====== Bacaan ======
Senin, 2 Desember 2024

Menjaga Natuna, Menjaga Indonesia

Berita Terkait

CUACA di Laut Natuna, tepatnya di titik koordinat 4 derajat lintang utara (LU) dan 109 derajat bujur timur (BT), sebenarnya tak jelek-jelek amat. Namun, M. Daud memutuskan pulang lebih ”pagi” hari itu.

Tekong (nakhoda) kapal motor (KM) Pesona Mandiri tersebut pun meminta delapan anak buah kapal (ABK) berkemas lebih cepat. ”Hari ini kita nggak bisa kerja,” seru Daud kepada para ABK.

Keputusan itu dia ambil berdasar apa yang dia lihat di sana: ada puluhan kapal berbendera Vietnam. Mereka ”menguasai” perairan yang sejatinya menjadi ”ladang” ikan para nelayan Natuna tersebut.

Dalam perjalanan pulang, Daud sesekali mendongak ke arah monitor sistem posisi global (global positioning system/GPS) yang terpacak di kompartemen atas setir perahu. Jelas terpampang di sana, kapal-kapal itu menangkap ikan di wilayah Indonesia.

Gagang telepon radio single-sideband modulation (SSB) pun dia angkat untuk meng-update aktivitas kapal-kapal Vietnam tersebut. Suaranya cepat menyebar ke radio lain yang memiliki frekuensi sama. Total ada lebih dari sepuluh KIA yang berekspansi di Laut Natuna pada Rabu (8/1) siang menjelang sore itu. Kapal-kapal tersebut berukuran besar. Jauh lebih besar daripada KM yang diawaki Daud.
====== Cuplikan Data ======
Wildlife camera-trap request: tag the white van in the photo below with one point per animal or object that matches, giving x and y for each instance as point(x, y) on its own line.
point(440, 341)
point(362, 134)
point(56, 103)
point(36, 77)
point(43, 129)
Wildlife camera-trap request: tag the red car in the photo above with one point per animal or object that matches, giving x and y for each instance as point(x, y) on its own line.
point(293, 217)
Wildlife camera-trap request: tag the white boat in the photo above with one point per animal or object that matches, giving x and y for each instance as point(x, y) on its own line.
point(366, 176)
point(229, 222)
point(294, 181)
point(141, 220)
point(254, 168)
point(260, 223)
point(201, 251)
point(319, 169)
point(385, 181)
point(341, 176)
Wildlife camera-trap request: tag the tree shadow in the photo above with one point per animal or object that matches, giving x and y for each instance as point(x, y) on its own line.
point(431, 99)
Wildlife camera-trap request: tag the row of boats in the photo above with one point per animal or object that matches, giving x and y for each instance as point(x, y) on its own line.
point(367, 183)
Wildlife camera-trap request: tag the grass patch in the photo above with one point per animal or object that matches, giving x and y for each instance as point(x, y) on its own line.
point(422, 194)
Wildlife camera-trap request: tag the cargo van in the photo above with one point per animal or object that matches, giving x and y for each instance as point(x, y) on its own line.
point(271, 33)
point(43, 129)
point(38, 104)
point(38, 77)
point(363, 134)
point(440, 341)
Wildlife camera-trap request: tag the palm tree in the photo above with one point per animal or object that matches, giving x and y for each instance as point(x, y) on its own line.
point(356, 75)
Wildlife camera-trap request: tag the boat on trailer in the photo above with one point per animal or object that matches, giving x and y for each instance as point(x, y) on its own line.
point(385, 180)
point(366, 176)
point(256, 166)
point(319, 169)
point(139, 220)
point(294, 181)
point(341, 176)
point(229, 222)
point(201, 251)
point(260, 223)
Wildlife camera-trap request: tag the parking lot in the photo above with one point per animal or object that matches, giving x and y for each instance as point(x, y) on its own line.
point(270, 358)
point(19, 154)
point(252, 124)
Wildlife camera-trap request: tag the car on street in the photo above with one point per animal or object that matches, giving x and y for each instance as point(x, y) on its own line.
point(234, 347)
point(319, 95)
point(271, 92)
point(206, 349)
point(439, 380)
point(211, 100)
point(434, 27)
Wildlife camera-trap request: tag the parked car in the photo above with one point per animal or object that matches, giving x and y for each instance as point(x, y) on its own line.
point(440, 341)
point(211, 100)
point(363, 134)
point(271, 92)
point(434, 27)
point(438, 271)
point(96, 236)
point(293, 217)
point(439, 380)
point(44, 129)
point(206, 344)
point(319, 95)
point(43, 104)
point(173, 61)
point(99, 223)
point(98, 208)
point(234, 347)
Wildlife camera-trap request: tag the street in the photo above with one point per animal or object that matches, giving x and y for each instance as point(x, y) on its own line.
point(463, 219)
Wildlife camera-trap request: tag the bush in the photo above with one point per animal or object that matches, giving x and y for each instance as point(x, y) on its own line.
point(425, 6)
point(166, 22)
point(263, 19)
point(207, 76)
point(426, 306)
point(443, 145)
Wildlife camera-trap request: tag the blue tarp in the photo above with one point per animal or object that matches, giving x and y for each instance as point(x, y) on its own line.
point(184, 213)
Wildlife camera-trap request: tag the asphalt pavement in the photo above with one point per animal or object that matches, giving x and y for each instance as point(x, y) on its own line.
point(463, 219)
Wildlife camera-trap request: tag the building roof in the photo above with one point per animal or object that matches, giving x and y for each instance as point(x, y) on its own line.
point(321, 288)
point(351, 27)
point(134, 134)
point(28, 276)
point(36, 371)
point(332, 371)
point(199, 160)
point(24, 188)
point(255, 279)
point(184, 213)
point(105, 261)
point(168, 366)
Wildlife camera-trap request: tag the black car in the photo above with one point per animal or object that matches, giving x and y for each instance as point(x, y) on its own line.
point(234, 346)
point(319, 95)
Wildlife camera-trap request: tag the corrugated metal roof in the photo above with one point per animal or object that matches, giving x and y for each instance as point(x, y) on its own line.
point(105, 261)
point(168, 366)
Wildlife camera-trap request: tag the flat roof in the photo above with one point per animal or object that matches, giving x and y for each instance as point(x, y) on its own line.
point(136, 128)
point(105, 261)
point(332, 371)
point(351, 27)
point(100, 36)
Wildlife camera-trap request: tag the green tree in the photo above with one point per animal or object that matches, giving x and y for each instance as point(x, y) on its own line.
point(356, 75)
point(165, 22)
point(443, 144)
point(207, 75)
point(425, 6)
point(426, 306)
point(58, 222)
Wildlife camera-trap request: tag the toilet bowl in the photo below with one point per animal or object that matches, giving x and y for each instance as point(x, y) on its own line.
======
Perintah 1: Ringkas bacaan tentang nelayan Natuna dalam dua kalimat.
Perintah 2: Ganti "puluhan kapal" dengan "banyak kapal" di bacaan tentang nelayan Natuna, lalu tuliskan lagi bagian yang dimulai dari "Berita Terkait" dan berlanjut sampai "nelayan Natuna tersebut.".

Jawaban Lengkap 1: M. Daud, tekong KM Pesona Mandiri, memutuskan pulang lebih cepat dari Laut Natuna karena melihat puluhan kapal berbendera Vietnam menangkap ikan di perairan Indonesia. Dalam perjalanan pulang, ia memantau GPS dan mengabarkan lewat radio SSB bahwa lebih dari sepuluh KIA berukuran besar berekspansi di Laut Natuna.

Jawaban Lengkap 2:
Berita Terkait

CUACA di Laut Natuna, tepatnya di titik koordinat 4 derajat lintang utara (LU) dan 109 derajat bujur timur (BT), sebenarnya tak jelek-jelek amat. Namun, M. Daud memutuskan pulang lebih ”pagi” hari itu.

Tekong (nakhoda) kapal motor (KM) Pesona Mandiri tersebut pun meminta delapan anak buah kapal (ABK) berkemas lebih cepat. ”Hari ini kita nggak bisa kerja,” seru Daud kepada para ABK.

Keputusan itu dia ambil berdasar apa yang dia lihat di sana: ada banyak kapal berbendera Vietnam. Mereka ”menguasai” perairan yang sejatinya menjadi ”ladang” ikan para nelayan Natuna tersebut.